(Object detection data)
####################
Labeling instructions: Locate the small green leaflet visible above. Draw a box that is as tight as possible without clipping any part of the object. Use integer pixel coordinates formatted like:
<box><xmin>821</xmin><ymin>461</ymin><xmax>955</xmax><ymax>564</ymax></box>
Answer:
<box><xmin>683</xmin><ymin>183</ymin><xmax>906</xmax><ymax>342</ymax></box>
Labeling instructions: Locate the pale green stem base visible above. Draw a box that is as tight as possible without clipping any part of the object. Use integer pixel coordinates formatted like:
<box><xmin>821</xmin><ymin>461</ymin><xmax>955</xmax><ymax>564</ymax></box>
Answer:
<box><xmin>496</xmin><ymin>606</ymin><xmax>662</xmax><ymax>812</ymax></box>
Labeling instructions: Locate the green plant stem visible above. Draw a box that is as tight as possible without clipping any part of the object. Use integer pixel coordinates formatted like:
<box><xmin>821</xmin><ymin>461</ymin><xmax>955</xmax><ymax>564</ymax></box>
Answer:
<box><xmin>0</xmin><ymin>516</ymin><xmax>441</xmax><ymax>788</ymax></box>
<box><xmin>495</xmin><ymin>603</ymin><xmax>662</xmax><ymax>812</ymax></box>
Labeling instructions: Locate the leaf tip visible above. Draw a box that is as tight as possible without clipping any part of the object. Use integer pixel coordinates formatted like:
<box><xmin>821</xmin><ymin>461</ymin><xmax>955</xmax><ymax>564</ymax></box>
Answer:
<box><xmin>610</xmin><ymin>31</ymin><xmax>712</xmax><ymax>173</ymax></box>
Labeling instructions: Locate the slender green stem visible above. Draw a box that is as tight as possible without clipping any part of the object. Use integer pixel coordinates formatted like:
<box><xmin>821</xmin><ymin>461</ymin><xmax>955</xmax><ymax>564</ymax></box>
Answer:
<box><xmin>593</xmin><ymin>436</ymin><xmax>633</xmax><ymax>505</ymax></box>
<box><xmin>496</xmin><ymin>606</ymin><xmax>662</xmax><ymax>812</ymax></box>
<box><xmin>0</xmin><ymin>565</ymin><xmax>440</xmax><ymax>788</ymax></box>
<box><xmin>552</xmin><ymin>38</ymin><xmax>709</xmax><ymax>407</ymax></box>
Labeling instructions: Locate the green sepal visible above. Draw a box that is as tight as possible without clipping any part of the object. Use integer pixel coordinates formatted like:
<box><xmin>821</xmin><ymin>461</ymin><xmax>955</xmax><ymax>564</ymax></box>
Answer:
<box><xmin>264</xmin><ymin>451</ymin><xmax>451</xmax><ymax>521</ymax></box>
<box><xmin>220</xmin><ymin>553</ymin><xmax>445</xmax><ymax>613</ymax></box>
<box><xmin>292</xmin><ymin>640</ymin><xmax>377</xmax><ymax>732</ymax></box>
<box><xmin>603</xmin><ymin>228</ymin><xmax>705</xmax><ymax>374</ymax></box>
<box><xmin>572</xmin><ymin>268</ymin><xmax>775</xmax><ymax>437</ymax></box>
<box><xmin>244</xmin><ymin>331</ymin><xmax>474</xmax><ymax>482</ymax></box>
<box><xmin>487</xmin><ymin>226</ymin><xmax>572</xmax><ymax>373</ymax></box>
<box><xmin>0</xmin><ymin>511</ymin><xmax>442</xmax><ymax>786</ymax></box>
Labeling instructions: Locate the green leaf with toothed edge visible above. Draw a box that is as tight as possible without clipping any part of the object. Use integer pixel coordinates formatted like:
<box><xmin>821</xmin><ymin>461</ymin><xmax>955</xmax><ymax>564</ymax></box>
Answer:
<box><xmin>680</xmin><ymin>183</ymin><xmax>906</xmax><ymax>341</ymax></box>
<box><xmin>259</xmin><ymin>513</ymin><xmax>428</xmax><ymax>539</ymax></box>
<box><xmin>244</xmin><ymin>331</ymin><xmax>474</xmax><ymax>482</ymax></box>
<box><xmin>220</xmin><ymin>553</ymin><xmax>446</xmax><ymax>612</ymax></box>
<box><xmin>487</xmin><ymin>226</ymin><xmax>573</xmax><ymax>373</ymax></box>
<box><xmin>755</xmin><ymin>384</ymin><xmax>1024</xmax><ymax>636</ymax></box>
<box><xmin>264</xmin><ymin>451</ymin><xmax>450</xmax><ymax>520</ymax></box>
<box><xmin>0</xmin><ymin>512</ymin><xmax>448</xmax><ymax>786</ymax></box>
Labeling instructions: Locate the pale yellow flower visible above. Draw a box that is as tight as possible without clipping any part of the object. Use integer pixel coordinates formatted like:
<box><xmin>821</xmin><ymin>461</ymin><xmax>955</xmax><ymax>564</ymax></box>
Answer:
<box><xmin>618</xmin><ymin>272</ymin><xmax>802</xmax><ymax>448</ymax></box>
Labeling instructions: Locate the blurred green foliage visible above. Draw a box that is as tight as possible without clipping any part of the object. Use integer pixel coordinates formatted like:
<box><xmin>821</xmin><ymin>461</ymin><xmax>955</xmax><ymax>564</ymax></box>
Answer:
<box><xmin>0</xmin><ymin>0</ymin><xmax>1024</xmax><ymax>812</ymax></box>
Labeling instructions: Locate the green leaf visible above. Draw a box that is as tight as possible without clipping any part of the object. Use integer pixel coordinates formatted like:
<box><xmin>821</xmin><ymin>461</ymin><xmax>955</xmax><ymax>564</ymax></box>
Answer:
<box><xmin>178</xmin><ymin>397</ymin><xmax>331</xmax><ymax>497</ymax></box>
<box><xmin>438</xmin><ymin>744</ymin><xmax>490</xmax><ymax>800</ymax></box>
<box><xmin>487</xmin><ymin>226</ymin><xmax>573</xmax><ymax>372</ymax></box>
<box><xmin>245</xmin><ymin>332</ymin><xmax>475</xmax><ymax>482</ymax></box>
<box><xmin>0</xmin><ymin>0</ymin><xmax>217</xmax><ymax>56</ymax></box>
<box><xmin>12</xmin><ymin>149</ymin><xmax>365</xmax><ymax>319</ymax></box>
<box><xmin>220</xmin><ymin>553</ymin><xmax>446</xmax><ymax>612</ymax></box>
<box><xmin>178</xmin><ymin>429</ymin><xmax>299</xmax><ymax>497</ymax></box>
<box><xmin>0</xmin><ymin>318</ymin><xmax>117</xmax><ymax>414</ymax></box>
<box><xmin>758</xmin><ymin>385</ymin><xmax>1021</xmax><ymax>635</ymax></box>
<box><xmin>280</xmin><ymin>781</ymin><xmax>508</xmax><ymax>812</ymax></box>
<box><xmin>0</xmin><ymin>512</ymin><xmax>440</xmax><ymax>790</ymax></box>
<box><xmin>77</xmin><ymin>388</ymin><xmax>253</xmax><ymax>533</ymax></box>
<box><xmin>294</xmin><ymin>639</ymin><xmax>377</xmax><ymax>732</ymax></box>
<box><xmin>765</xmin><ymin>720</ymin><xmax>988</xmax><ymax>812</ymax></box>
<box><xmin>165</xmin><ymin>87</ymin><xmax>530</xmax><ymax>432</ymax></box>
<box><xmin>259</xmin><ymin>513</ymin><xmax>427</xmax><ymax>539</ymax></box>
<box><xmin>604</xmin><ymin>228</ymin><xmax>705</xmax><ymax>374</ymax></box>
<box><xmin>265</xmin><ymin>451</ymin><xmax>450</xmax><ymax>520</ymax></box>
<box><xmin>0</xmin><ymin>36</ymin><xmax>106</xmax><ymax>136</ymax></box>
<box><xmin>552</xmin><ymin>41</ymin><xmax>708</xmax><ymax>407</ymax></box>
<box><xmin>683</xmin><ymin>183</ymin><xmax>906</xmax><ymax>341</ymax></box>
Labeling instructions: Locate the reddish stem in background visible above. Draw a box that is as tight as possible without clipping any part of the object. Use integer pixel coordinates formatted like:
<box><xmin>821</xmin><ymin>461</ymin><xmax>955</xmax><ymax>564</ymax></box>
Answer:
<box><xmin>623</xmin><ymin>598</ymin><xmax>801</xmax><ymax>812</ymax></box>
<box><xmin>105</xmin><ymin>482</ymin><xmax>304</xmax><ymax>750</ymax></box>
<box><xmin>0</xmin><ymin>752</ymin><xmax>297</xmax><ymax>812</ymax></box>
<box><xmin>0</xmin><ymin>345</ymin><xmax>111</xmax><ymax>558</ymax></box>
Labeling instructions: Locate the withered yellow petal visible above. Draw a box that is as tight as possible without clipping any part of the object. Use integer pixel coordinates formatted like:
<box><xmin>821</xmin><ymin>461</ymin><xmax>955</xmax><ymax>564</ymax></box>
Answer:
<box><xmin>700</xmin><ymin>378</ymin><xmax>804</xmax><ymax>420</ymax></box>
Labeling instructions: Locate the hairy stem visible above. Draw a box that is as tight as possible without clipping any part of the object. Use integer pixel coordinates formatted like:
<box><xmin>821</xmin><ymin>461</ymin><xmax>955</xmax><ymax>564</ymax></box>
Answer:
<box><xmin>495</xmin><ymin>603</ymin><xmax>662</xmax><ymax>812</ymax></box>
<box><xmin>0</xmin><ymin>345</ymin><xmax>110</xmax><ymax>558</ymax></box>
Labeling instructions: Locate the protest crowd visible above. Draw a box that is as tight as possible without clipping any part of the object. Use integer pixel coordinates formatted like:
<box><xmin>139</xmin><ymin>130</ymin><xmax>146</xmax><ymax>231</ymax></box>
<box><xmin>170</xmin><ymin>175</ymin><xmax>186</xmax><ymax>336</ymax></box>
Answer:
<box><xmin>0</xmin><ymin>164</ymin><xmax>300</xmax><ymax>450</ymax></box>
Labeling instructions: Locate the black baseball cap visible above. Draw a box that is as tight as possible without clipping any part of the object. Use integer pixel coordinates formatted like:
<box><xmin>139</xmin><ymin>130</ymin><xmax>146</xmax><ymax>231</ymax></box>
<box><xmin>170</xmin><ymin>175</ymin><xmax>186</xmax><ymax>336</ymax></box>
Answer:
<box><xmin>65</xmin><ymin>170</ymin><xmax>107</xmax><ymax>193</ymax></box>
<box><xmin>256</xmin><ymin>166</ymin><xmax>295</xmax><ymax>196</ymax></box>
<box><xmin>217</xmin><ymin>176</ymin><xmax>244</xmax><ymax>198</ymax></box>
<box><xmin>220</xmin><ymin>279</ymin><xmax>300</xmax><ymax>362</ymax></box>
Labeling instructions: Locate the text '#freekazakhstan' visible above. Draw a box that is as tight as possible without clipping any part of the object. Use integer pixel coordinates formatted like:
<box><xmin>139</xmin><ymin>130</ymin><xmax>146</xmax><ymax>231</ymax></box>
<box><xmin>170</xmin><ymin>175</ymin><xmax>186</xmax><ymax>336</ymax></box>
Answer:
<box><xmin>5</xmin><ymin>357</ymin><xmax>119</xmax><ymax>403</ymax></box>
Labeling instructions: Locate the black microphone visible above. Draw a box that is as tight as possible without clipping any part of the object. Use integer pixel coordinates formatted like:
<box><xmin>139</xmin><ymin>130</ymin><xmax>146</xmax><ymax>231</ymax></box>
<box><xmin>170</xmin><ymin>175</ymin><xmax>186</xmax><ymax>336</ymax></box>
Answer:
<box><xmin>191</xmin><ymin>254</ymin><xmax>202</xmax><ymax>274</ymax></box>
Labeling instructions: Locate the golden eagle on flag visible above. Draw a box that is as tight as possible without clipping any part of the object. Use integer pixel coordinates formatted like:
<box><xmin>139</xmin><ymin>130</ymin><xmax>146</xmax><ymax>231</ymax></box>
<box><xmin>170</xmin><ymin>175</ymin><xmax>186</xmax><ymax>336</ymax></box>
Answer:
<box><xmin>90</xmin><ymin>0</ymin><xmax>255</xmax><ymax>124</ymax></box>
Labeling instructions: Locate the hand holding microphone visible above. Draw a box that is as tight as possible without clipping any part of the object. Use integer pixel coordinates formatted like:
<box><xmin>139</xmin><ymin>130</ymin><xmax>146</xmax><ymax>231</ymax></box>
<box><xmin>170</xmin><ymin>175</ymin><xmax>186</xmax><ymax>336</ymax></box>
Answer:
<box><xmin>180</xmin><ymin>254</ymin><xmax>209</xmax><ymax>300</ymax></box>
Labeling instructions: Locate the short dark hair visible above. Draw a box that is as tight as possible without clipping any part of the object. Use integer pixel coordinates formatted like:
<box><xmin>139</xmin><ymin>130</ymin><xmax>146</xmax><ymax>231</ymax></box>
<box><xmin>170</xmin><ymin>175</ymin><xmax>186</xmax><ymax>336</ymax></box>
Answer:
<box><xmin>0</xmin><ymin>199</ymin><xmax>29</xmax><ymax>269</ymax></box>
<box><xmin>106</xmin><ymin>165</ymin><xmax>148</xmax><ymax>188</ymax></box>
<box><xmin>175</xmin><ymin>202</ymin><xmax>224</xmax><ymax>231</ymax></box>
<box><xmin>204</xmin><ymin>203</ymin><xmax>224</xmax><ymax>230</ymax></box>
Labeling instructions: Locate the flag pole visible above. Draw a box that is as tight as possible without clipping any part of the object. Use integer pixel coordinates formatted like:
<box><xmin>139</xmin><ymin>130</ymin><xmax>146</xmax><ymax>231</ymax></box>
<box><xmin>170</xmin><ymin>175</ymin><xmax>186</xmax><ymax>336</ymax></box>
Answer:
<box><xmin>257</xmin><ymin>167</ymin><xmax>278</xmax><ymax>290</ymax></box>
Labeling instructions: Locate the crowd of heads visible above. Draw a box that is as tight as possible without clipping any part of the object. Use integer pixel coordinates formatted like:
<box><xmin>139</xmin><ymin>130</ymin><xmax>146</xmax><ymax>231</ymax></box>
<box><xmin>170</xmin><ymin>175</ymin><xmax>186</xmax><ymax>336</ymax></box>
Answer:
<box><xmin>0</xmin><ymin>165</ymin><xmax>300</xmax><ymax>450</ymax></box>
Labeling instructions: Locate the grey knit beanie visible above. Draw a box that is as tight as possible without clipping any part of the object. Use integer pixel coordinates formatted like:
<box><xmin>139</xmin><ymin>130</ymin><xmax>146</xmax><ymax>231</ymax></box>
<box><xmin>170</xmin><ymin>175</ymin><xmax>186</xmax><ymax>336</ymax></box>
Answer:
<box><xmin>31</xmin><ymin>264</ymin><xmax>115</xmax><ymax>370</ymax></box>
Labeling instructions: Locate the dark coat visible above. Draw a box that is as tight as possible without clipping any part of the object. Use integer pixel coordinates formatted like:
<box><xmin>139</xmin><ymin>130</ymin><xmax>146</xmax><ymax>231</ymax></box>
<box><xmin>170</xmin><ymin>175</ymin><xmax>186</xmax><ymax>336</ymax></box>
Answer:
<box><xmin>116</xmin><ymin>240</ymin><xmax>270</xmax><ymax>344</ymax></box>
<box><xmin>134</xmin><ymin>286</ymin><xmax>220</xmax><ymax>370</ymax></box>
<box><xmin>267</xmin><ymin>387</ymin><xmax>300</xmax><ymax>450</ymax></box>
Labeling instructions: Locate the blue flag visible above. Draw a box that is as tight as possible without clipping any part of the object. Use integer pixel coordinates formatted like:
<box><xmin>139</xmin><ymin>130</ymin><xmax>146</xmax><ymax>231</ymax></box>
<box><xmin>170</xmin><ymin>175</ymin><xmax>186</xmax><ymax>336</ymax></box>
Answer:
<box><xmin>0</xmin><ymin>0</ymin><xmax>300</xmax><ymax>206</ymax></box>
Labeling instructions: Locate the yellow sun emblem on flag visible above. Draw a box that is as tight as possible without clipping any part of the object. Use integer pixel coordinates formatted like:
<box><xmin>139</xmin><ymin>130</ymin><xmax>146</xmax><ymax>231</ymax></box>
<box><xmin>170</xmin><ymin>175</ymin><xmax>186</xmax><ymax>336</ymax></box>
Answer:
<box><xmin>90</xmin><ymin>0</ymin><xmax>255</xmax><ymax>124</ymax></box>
####################
Duplicate the stretch of rows from the line containing "Labeling instructions: Locate the yellow" through the end of the rows, including both ends.

Labeling instructions: Locate the yellow sun emblem on flag visible above. Draw a box that is as tight as possible without clipping any part of the object. Use integer pixel coordinates formatted like:
<box><xmin>139</xmin><ymin>130</ymin><xmax>146</xmax><ymax>231</ymax></box>
<box><xmin>170</xmin><ymin>175</ymin><xmax>186</xmax><ymax>336</ymax></box>
Answer:
<box><xmin>90</xmin><ymin>0</ymin><xmax>255</xmax><ymax>124</ymax></box>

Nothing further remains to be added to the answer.